THE PROBLEM: Extract every line in the material below that contains the string "rough".

DATA FOR THE TASK:
= = =

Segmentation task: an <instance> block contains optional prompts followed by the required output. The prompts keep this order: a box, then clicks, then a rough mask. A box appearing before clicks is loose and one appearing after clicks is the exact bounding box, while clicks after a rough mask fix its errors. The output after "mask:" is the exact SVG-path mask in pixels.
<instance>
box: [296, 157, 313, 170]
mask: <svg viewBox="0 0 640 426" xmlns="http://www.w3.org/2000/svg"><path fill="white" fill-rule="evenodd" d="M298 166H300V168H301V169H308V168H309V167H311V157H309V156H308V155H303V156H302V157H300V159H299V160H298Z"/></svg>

= = =

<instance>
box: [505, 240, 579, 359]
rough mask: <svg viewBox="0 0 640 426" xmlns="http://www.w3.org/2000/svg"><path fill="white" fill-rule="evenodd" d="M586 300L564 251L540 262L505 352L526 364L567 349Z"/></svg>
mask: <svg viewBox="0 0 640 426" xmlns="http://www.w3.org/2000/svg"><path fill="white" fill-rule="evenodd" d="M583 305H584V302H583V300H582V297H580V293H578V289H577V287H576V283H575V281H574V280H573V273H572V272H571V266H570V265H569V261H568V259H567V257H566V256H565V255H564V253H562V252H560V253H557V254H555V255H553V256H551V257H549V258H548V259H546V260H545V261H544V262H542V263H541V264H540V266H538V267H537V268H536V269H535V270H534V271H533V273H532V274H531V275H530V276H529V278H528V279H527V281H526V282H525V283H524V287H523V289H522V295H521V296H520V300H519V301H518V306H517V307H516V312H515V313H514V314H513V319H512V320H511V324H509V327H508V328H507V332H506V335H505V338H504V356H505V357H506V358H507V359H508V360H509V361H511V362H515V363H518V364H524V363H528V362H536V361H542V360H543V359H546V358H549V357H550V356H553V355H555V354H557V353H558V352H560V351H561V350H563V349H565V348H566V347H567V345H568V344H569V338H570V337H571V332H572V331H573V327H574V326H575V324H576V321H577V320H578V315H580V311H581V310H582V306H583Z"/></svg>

= = =

ANSWER SPACE:
Segmentation task: an <instance> block contains optional prompts followed by the required output. The prompts keep this order: a box, then clicks, then a rough mask. A box appearing before clicks is loose and one appearing after clicks is the exact bounding box, while clicks after a rough mask fix its errors. The output after "mask:" is the exact SVG-path mask in pixels.
rough mask: <svg viewBox="0 0 640 426" xmlns="http://www.w3.org/2000/svg"><path fill="white" fill-rule="evenodd" d="M586 300L564 251L540 262L505 352L526 364L567 349Z"/></svg>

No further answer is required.